▶ [WORK TO COMPLETE]
A – Name every functionality that the article on SAP ERP and accounting standards lists as able to help enhance IFRS compliance.
B – Take the article on SAP ERP and accounting standards further, writing on from its final sentence.

Review some accounting standard changes, including changes to foreign exchange rates, inventory, and benefits, and see how the SAP ERP system can address them.
Key Concept
The driver of International Financial Reporting Standards (IFRS) and International Accounting Standards (IAS) is the need to bring uniformity and consistency to accounting practices and reporting across the globe. SAP is conscious of this business need and has continually enhanced and adapted its functionalities to meet the dynamics of global accounting and financial reporting requirements.
The coming changes to financial accounting standards mean that you need to reconsider how SAP ERP software addresses regulatory changes. The most prominent change is International Financial Reporting Standards (IFRS). IFRS is widely based on International Accounting Standards (IAS), but with some changes.
I’ll review how the SAP ERP system can address some elements of IFRS and IAS standards, including:
- Financial Instruments: Presentation (IAS 32)
- Financial Instruments: Recognition and Measurement (IAS 39)
- Financial Instruments: Disclosures (IFRS 7)
- Foreign Exchange Rates (IAS 21)
- Financial Reporting in Hyperinflationary Economies (IAS 29)
- Cash Flow Statement (IAS 7)
- Inventories (IAS 2)
- Employee Benefits (IAS 19)
- Share-Based Payments (IFRS 2)
Some of the functionalities that can help you enhance IFRS compliance include multi-currency support, SAP Hedge Management, SAP Exposure Management, SAP Balance Analyzer, SAP Market Risk Analyzer, SAP Payroll, and SAP Liquidity Planner.
In my previous article, “How SAP ERP Combats the Challenges of Global Accounting and Financial Reporting Standards,” I discussed other elements of these standards.

▶ [SUPPLIED MATERIAL]
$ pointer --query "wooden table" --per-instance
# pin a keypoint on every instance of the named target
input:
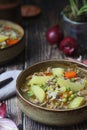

▶ [ANSWERS PER TASK]
A – multi-currency support, SAP Hedge Management, SAP Exposure Management, SAP Balance Analyzer, SAP Market Risk Analyzer, SAP Payroll, SAP Liquidity Planner

B –
Financial Instruments
The objective of these standards is to provide guidelines for financial instruments (e.g., derivatives, finance lease receivables) and accounting in the areas of classification, offsetting, recognition, derecognition, investment, hedging, and disclosures.
IAS 32: Presentation
IAS 32 specifies that a financial instrument should be classified based on the substance of the contract as either a financial liability or an equity instrument. An equity instrument reveals evidence of a residual interest in the entity’s assets after the deduction of all its liabilities. For a compound financial instrument that consists of both liability and equity components, the parts must be separately recognized and presented based on the substance of the definition of liability and equity. IAS 32 also states that a financial asset and liability should be offset and the net amount reported only when an entity has a legally enforceable right to set off the amounts and intends to settle either on a net basis or simultaneously.
IAS 39: Recognition and Measurement
To determine how financial assets are accounted for and presented in the financial statement, IAS 39 classifies financial assets as one of the following: financial assets at fair value via profit or loss, available for sale financial assets, loans and receivables, or held-to-maturity investments. On the other hand, two categories of financial liabilities are recognized by IAS 39: financial liabilities at fair value via profit and loss, and other financial liabilities measured at an amortized cost via the effective interest method. Furthermore, a financial asset or a financial liability is recognized by an entity at the time it becomes a party to a contract, and they are also recognized on the balance sheet. You can derecognize financial assets and financial liabilities based on certain conditions. A financial asset is derecognized if the right to cash flow from the asset has expired, all the risks and rewards have been transferred, and the control of the asset is not retained. You should remove a financial liability from the balance sheet only if the specifications in the contract are no longer valid as a result of expiration, cancellation, or discharge. A gain or loss following the derecognition of the original financial liability should be recognized in the income statement.
IAS 39 allows the use of hedge accounting only if the hedging relationship:
- Is formally designated and documented, including the objectives of the entity’s risk management and hedging approach, identification of the hedging instrument, the hedged item, and the nature of risk being hedged. You also need to explain how the entity will assess the hedging instrument’s effectiveness.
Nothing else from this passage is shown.